Your assignment
According to the text on stem cell transplantation in childhood T-ALL, what 5-year disease-free survival did children with T immunophenotype reach when assigned related-donor transplantation?

Although intensive combination chemotherapy regimens are now widely used, allo-HSCT is still valuable for the treatment of pediatric T-ALL. Allo-HSCT should be strongly recommended for childhood T-ALL patients with positive MRD after consolidation.[1] It is suggested that patients with continuous CR and low-level MRD undergo allo-HSCT.[1,12,35] In one study, childhood T-ALL patients older than 6 years who received allo-HSCT had a favorable survival compared to those who received chemothera-py.[31] The German ALL-BFM 90 and 95 studies reported that the 5-year DFS in the allo-HSCT group was significantly higher than that in the chemotherapy group.[10] In the AIEOP ALL 2000 study, children with T-ALL seemingly benefitted from allo-HSCT, resulting in a relatively high 5-year DFS.[16] For all children presenting with T immunophenotype, irrespective of other very highrisk features, 5-year disease-free survival was 47.9% in children assigned chemotherapy compared with 62.2% in those assigned related- donor transplantation.[17] A previous study conducted at our institution showed a relatively higher 3-year LFS and lower 3-year CIR in HR childhood T-ALL patients who received haplo-HSCT in CR1.[15] In this study, the outcomes in the low-risk chemotherapy cohort showed that the therapeutic effects exceeded those of international studies. Patients in the HR chemotherapy cohort had significantly worse outcomes, and the prognosis in the HR transplant cohort was significantly better than that in the HR chemotherapy cohort, which demonstrated good risk stratification of patients in this cohort. More importantly, the long-term survival of patients in the HR transplant cohort in our study was relatively excellent when compared with that in the treatment of HR childhood T-ALL in other international collaborative groups. Meanwhile, the therapeutic effect in this study exceeded the level shown in our previous institutional study, which may have been due to the improvement of transplantation technology. It is suggested that allo-HSCT was an effective strategy to reduce relapse, and it had the tendency to improve the long-term survival in childhood HR T-ALL in CR1.

Data extracts
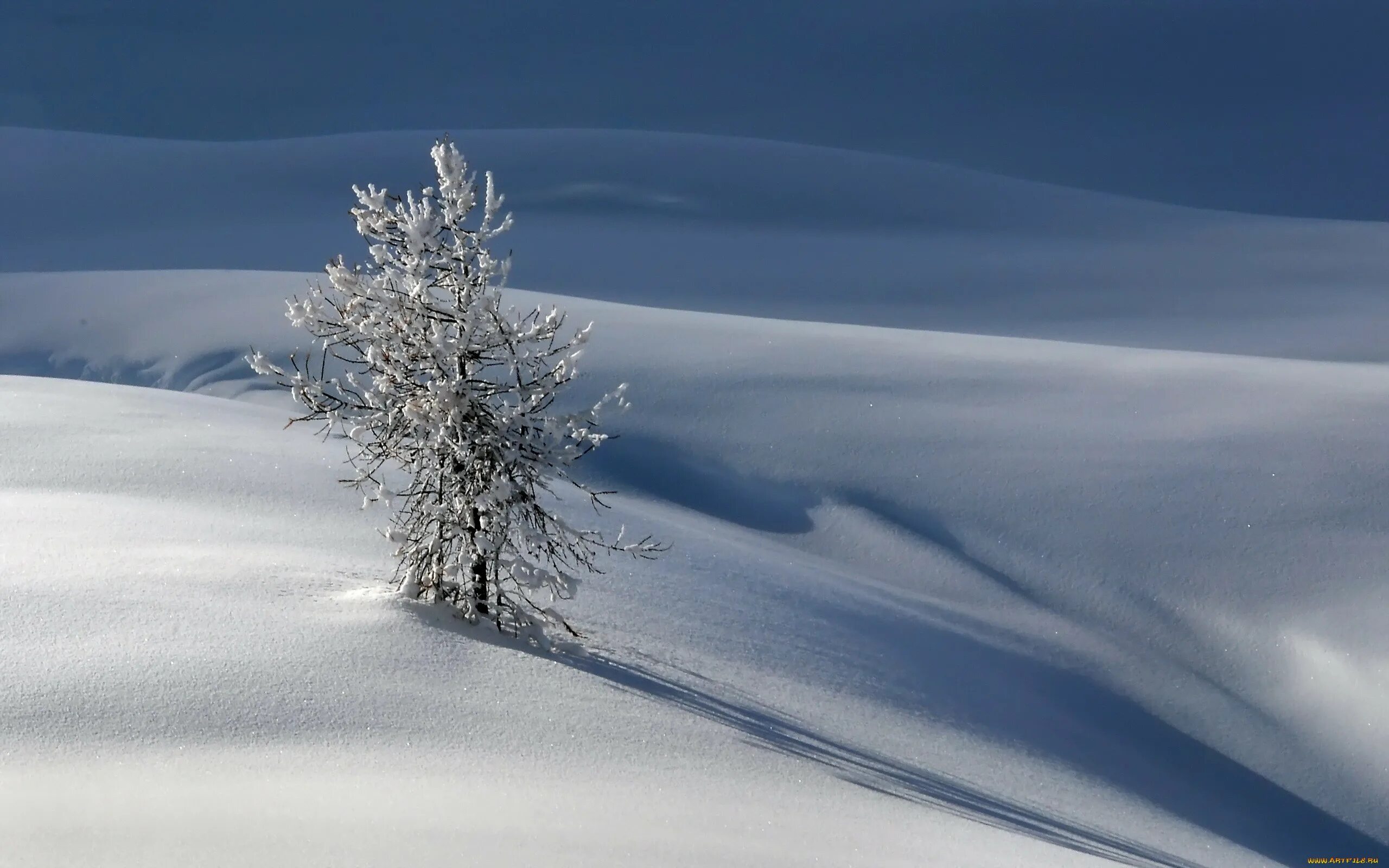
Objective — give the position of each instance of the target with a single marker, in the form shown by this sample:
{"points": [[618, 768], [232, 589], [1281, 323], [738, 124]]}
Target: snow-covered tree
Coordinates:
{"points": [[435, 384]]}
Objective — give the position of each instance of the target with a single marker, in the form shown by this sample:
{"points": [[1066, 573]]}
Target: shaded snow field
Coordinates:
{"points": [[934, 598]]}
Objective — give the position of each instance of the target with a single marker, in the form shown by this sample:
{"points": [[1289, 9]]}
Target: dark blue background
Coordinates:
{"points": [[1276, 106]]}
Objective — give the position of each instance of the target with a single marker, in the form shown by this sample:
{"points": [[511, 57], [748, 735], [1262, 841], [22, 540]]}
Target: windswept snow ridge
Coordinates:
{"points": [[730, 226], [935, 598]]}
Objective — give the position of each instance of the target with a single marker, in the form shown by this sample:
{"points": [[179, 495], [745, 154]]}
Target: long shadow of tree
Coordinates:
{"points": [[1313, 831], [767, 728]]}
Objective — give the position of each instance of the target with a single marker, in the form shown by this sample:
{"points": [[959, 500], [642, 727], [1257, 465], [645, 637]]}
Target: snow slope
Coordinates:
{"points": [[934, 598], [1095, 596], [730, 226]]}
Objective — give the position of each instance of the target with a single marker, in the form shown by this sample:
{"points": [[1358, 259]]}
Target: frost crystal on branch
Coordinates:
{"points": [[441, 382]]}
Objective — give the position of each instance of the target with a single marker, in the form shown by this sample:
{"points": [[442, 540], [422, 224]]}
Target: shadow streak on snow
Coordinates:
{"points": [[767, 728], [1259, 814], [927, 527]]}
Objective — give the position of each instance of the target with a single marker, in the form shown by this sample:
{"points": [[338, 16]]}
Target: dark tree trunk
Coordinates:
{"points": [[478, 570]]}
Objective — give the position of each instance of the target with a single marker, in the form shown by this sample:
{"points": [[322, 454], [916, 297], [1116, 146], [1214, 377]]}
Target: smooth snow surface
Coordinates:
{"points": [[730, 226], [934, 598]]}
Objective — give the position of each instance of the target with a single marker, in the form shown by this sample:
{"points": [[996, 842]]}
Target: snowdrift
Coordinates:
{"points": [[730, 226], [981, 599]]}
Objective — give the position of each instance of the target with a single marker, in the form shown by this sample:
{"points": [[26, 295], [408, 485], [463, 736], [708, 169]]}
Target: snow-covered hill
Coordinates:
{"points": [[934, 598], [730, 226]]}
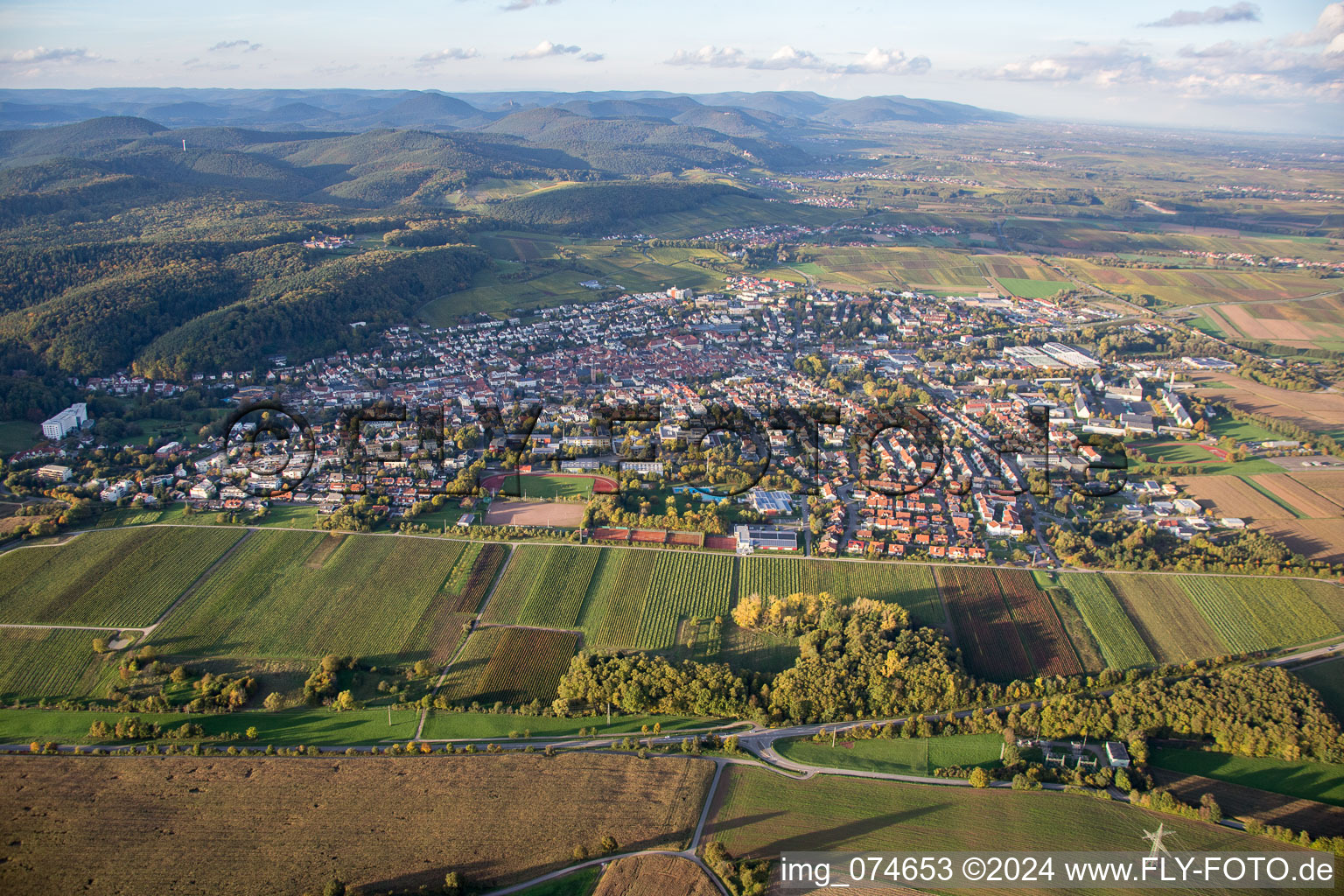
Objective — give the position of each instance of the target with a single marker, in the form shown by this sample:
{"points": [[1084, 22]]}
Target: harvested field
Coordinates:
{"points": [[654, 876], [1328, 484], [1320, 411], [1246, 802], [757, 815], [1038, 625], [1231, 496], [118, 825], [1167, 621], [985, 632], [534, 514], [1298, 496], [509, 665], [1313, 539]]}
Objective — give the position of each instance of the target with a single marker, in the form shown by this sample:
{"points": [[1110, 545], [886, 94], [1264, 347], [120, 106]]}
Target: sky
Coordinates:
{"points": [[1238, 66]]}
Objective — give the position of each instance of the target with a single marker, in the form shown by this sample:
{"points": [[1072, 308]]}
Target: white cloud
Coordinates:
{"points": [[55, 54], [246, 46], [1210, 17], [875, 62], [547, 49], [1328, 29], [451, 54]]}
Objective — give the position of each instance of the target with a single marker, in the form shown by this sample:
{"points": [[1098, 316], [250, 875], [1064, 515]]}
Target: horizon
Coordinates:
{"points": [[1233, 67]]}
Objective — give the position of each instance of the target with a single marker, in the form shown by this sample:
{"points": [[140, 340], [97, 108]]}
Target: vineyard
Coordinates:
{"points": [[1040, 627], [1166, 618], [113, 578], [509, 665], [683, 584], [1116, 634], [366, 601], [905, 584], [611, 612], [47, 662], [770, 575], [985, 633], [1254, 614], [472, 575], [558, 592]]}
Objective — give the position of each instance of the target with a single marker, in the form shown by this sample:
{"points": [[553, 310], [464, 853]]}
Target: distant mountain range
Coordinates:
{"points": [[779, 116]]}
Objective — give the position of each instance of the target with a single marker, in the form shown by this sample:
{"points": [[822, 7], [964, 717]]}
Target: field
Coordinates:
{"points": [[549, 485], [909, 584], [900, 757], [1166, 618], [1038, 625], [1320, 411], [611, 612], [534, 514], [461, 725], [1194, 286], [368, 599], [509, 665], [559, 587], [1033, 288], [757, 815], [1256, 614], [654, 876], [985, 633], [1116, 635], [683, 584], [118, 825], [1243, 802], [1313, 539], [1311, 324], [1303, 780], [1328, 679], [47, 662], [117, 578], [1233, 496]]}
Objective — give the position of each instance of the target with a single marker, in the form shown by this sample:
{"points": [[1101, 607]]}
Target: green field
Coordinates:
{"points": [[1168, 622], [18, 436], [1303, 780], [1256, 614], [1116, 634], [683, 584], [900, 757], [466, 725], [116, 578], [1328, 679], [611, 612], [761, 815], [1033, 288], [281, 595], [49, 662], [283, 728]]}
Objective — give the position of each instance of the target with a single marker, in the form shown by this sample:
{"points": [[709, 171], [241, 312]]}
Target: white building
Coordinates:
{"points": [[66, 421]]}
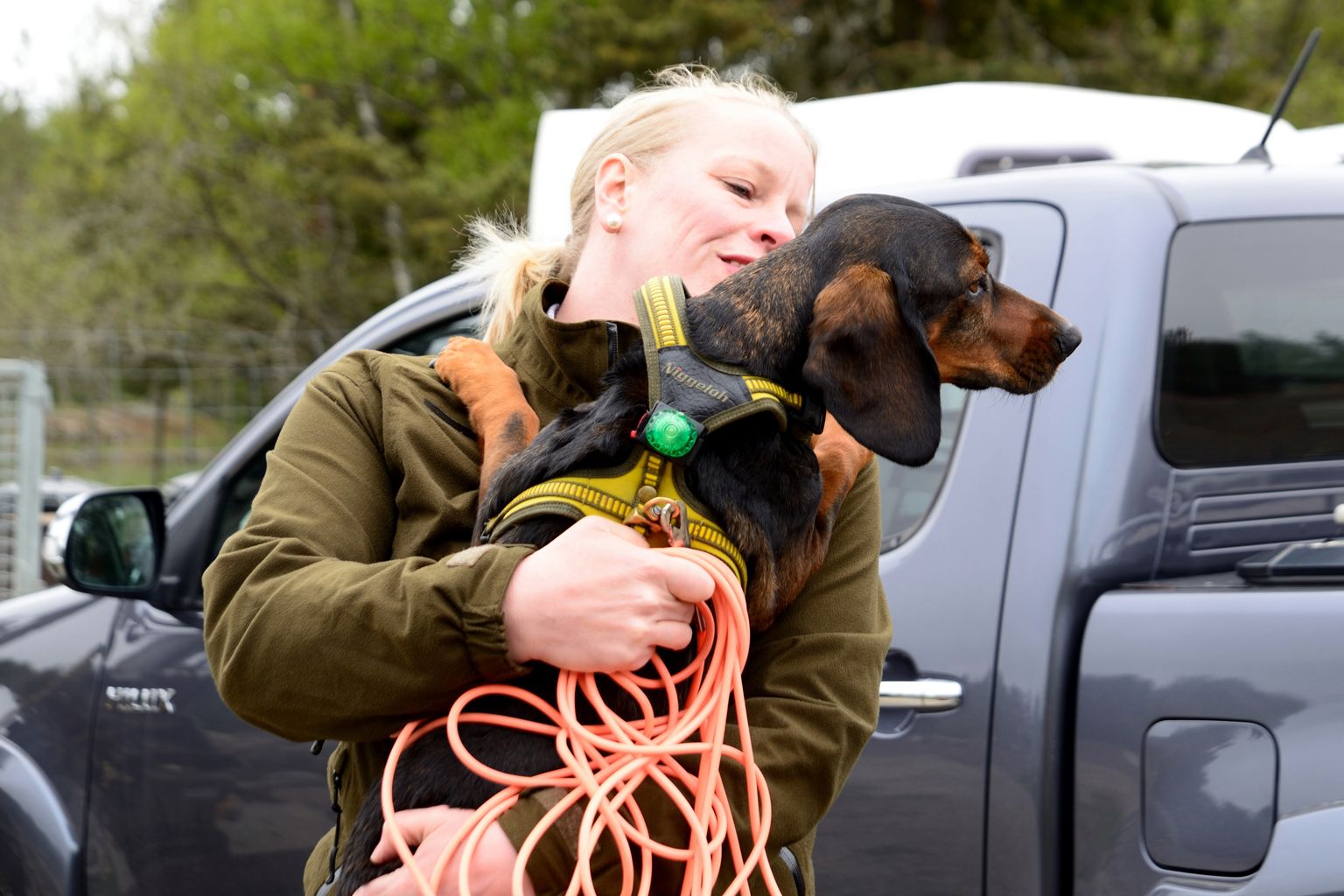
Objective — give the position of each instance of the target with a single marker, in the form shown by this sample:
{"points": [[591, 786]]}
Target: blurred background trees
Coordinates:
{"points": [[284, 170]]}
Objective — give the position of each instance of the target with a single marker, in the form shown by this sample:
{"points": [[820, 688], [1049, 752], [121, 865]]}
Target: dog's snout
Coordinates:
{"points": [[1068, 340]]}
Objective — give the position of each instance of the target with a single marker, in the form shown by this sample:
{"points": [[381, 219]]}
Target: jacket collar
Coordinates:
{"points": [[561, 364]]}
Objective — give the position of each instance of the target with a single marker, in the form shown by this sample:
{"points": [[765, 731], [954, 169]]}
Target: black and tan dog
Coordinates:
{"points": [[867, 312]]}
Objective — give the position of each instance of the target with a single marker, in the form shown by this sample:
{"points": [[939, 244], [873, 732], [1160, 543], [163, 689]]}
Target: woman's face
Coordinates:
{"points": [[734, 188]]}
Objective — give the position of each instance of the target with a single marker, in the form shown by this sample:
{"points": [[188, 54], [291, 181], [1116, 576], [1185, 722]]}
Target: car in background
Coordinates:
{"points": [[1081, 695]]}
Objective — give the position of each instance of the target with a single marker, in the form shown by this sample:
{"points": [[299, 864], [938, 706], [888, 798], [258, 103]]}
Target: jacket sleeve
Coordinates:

Output
62.2%